Asphalt alternatives different road materials
Biodiversity

Asphalt alternatives - The roads that take a different path

07 of September of 2017

When we hear the word road we imagine strips of asphalt bordered by low walls or metal barriers, with white-painted lanes and road signs to help keep us safe.

However, there are some places in the world with roads that have never seen this product, and instead have roads with asphalt alternatives. Hard ice, crystallised salt, earth or dunes are some of the building materials used to accompany the few vehicles that use them. Seat belts on, it’s going to be a rough ride!

Roads of hard ice and compacted snow

If we’d been asked a few years back, few of us would have been able to explain what winter roads were, that well-kept secret of daredevil lorry drivers who drive across frozen lakes and rivers during the winter months. Roads which can be as much as eight motorway lanes wide.

Asphalt alternatives river road

Tuktoyaktuk ice road on the Mackenzie River. Canada.

The TV series Ice Road Truckers started in 2007, making the world aware for the first time of the dangers of these roads. Ten seasons on, the series has been an absolute success.

Rather than being a regular highway, road or path, winter roads, frozen roads or temporary roads are simply routes that are usable two, three or four months in the winter depending on the latitude. They appear (given that they are not actually built) in bleak, desolate landscapes, such as parts of northern Alaska, Canada, Russia, the north of China, Scandinavia, Estonia and Sweden, as the winter sets in.

The “road” surface varies depending on the time of year and the place, and this dictates the type of vehicle that can be used. In the summer, when the ground surface or permafrost hardens, small cars and vans can drive over some areas.

Asphalt alternatives Mackenzie summer

The Tuktoyaktuk, further south and during the month of July.

However, the difficulties begin with the onset of the cold winter temperatures, when the rivers and lakes start to freeze up. So much so, that lorries weighing up to 40 or 60 tonnes can drive over them.

## SUPPLIED DATA:
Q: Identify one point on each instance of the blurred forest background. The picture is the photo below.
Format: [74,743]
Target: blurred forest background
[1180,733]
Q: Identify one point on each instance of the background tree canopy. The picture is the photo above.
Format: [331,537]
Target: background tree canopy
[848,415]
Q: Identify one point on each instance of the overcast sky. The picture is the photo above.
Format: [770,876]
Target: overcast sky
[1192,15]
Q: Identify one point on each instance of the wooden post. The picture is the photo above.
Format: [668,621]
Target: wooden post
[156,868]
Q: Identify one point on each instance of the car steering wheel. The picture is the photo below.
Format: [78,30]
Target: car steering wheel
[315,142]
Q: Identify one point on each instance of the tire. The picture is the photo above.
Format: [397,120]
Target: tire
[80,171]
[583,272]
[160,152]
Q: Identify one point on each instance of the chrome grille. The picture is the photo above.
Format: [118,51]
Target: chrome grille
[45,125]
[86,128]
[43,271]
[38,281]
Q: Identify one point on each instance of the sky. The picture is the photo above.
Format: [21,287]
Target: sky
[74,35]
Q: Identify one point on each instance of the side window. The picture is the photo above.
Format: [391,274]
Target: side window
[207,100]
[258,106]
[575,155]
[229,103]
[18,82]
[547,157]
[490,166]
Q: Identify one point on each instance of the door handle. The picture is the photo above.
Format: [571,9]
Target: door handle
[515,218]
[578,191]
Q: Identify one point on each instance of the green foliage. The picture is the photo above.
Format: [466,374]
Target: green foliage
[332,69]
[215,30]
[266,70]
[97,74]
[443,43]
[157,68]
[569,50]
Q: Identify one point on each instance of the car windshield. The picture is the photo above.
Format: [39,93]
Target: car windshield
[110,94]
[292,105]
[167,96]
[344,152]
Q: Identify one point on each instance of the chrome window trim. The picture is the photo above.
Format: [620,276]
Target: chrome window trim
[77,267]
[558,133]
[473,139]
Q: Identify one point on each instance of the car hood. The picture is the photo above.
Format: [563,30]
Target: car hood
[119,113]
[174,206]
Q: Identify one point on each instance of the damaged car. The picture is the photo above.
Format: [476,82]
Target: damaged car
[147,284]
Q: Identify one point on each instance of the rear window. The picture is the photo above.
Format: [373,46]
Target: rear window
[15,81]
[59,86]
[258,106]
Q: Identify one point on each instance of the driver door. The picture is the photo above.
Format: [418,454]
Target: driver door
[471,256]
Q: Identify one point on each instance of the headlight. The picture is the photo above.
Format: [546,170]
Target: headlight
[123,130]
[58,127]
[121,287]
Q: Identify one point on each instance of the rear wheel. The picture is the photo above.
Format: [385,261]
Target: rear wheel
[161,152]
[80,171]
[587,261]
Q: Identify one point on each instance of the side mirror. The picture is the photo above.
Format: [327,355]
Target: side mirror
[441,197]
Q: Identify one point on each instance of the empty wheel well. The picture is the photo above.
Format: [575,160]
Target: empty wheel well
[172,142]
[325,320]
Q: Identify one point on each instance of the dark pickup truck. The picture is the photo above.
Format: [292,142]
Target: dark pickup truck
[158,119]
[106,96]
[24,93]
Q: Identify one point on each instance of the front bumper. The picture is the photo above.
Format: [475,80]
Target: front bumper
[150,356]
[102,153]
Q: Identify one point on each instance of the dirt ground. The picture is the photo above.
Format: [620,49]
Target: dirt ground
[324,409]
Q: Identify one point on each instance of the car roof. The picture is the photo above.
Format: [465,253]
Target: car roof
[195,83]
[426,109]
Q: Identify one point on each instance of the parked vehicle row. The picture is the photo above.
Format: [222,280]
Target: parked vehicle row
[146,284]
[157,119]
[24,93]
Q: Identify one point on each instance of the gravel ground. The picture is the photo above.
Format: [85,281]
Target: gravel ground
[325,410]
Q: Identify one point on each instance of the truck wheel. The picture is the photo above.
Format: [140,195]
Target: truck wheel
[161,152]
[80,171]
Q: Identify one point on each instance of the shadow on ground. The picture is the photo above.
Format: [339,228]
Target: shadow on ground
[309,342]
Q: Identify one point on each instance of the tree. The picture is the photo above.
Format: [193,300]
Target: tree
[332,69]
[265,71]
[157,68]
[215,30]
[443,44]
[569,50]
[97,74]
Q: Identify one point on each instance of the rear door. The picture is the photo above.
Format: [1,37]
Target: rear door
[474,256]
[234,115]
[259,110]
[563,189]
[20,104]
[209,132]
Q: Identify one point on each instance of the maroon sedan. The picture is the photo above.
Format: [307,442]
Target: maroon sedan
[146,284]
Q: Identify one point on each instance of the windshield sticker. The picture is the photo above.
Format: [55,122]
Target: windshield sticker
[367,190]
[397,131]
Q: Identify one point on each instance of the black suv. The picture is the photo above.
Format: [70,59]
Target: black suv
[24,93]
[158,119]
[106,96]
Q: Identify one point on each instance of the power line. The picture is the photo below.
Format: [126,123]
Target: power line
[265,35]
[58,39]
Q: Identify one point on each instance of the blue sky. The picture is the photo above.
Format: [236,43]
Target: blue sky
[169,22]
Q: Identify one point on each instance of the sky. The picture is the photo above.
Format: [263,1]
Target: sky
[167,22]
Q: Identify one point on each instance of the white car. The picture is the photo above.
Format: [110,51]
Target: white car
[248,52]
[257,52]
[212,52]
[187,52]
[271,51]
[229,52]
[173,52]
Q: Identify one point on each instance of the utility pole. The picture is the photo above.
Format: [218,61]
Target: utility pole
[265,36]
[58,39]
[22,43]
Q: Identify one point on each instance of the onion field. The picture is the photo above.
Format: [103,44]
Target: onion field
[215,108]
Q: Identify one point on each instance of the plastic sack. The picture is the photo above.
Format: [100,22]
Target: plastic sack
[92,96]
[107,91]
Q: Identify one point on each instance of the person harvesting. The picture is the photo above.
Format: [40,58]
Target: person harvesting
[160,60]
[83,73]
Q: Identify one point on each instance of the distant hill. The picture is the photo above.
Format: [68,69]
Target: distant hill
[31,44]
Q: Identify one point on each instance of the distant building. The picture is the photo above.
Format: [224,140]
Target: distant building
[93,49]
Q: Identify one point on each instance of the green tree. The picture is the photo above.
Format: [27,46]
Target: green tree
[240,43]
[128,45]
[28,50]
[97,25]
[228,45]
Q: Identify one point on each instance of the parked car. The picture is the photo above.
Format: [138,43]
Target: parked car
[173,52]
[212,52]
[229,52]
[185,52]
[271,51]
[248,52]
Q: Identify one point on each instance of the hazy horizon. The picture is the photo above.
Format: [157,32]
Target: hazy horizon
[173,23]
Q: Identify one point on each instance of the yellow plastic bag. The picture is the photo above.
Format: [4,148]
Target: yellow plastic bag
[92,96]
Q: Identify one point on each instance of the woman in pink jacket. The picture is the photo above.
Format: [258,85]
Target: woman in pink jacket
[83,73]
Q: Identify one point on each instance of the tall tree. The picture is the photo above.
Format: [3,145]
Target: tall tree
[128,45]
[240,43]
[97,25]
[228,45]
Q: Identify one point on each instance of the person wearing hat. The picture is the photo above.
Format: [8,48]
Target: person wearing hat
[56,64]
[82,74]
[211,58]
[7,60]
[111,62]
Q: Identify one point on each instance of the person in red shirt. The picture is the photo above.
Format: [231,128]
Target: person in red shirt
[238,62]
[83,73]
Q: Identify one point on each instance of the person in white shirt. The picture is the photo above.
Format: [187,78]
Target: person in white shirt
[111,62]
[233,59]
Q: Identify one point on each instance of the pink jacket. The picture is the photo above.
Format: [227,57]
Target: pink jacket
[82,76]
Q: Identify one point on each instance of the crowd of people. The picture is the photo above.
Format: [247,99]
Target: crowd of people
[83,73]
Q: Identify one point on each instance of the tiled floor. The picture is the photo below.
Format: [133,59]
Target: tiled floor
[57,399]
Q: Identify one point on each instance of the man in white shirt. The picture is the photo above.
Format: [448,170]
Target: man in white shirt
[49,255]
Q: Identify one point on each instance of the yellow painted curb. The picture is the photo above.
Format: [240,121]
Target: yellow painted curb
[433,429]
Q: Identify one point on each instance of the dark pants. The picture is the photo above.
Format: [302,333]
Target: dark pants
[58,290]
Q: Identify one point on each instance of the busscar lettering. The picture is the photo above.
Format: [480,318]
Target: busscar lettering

## DIRECTIVE:
According to the article on asphalt alternatives, how many months in the winter are winter roads usable?

## ANSWER FOR THE TASK:
Two, three or four months, depending on the latitude.